Count the lines in the listing below that contain the word "bride", with case taken into account, and give only that number.

Start

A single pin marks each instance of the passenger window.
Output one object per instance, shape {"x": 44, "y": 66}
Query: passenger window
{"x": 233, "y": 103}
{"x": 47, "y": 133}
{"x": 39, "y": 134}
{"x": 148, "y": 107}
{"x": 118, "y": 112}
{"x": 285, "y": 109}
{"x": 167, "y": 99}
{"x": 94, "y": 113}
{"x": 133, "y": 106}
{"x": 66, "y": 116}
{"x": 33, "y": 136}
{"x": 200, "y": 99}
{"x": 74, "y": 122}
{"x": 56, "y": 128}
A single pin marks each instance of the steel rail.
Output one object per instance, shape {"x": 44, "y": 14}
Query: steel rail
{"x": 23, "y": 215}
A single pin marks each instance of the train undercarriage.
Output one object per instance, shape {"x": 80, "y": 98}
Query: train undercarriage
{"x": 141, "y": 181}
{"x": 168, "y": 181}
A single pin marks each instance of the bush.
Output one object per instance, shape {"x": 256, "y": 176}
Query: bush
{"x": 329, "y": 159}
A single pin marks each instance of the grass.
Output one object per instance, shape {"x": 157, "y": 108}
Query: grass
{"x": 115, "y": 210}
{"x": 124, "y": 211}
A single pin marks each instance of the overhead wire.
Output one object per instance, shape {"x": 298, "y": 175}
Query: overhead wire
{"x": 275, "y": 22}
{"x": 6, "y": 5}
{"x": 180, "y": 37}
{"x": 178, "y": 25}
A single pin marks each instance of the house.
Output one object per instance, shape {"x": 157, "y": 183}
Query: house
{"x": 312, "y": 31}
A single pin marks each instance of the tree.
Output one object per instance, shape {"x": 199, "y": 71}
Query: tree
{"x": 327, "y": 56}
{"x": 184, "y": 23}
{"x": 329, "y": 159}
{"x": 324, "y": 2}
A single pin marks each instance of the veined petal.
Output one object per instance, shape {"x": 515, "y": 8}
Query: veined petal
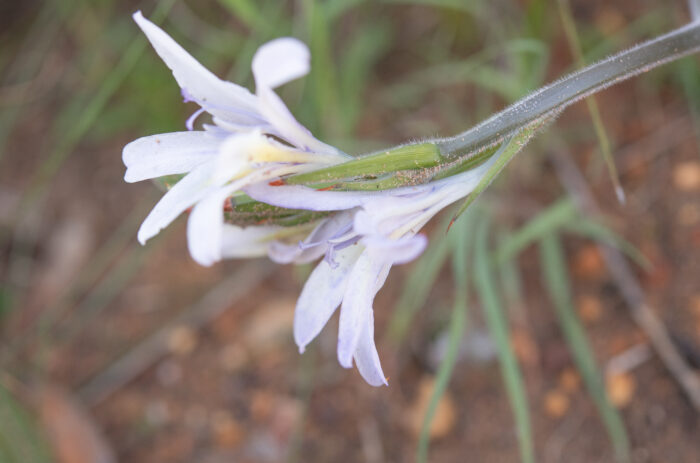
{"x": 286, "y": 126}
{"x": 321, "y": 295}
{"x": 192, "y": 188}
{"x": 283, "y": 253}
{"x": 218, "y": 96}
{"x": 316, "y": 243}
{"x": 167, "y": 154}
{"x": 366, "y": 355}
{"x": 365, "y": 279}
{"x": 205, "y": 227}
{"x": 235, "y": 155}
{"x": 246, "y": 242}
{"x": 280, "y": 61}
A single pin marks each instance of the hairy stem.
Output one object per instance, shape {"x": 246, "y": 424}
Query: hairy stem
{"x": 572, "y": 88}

End
Start

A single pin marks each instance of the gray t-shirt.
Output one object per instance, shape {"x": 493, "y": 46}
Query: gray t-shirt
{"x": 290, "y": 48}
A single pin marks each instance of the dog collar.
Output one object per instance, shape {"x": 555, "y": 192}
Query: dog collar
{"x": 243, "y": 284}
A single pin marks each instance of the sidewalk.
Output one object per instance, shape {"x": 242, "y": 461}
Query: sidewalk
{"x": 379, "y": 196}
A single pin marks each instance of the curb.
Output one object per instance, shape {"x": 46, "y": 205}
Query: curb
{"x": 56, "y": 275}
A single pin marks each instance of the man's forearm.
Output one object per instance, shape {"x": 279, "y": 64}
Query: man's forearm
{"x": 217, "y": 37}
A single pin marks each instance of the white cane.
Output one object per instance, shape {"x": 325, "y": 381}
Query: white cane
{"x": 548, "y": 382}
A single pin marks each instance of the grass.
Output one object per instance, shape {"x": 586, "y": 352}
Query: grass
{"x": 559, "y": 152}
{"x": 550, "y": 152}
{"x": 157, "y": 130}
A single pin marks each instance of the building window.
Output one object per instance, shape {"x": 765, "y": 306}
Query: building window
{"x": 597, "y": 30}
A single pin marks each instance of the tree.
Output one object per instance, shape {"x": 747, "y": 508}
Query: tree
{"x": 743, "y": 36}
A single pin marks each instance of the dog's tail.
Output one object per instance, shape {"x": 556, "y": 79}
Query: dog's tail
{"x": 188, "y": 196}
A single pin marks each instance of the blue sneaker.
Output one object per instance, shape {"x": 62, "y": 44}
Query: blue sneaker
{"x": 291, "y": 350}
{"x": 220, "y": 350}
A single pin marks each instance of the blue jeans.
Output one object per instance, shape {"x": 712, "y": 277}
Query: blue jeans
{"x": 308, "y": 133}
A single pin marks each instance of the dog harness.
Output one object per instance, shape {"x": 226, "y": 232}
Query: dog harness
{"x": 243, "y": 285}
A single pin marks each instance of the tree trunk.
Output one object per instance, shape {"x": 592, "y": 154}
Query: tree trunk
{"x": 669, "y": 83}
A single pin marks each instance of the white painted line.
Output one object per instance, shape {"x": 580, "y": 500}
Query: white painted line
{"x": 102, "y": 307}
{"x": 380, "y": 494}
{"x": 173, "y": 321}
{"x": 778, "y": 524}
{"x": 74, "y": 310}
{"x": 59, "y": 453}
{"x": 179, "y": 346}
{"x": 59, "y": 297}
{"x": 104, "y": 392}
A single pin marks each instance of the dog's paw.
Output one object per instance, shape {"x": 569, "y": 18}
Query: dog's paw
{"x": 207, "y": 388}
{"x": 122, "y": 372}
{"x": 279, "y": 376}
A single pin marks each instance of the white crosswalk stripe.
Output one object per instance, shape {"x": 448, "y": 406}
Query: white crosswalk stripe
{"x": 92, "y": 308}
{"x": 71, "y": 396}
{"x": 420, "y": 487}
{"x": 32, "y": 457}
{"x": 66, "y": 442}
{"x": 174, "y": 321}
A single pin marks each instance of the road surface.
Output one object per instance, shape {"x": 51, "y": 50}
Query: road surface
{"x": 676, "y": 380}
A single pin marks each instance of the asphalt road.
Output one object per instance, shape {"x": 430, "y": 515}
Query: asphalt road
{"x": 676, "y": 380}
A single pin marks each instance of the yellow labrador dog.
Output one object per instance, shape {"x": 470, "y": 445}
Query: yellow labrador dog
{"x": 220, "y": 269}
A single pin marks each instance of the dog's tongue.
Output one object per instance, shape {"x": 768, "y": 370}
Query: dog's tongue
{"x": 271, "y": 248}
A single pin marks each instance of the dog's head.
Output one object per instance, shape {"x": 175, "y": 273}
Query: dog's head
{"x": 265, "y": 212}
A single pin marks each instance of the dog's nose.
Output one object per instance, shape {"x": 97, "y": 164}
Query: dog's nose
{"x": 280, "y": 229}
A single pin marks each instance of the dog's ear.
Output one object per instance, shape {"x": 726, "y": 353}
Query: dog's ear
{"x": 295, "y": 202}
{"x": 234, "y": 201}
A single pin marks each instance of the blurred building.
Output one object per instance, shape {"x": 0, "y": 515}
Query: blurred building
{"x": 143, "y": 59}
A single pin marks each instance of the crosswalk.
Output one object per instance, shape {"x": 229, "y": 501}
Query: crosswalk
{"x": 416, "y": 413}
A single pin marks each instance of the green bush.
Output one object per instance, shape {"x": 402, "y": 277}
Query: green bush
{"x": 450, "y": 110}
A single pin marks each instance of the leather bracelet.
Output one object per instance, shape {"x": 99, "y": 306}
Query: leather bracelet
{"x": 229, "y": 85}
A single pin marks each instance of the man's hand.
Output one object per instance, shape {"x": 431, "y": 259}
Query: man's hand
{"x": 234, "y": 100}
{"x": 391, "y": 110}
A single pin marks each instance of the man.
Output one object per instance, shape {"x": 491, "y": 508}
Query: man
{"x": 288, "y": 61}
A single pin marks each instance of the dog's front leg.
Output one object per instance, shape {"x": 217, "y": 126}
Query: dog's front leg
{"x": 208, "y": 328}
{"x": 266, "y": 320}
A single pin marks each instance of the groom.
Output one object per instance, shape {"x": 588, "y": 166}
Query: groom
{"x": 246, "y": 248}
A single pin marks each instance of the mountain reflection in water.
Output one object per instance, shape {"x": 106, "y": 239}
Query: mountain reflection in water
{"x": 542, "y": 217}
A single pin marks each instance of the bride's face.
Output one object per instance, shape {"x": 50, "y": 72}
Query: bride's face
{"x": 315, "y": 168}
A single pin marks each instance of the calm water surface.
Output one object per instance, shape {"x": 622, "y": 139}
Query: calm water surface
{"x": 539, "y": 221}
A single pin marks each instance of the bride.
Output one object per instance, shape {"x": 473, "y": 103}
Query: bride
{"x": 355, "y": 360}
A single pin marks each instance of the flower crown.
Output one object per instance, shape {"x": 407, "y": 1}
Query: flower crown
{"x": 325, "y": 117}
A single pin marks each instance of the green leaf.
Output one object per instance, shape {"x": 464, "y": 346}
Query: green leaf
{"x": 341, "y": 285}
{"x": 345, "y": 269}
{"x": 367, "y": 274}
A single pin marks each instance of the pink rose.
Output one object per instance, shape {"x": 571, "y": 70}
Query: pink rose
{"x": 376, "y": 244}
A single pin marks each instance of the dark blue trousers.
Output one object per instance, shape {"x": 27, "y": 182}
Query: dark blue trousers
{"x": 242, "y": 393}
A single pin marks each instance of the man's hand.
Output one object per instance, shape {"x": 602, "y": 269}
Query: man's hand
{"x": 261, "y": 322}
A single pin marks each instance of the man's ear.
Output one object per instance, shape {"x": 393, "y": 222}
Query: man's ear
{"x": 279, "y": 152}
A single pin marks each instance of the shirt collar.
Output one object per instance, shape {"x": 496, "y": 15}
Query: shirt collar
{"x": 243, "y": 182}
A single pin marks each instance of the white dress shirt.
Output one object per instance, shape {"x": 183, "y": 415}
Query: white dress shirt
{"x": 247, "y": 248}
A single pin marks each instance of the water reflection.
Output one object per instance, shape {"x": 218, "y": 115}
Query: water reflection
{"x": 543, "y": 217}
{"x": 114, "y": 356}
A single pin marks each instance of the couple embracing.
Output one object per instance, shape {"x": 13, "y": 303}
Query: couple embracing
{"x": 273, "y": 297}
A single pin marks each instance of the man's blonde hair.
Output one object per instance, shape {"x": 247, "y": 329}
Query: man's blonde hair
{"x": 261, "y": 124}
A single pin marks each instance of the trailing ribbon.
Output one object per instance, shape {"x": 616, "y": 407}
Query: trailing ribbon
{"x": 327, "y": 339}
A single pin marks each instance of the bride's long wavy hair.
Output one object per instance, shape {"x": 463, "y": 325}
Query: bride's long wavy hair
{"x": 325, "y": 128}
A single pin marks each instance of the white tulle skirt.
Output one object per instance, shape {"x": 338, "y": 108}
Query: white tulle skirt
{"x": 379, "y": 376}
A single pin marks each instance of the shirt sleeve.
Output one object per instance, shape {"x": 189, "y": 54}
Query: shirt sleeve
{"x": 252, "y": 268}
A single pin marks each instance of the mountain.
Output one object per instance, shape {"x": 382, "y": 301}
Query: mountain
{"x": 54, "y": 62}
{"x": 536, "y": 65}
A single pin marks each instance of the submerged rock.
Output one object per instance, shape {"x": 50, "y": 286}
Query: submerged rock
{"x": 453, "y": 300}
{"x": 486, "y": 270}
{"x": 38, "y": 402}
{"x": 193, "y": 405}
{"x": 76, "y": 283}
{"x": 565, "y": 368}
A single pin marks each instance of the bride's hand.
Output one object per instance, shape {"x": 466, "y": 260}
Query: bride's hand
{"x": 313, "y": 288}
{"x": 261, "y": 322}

End

:: Correct response ::
8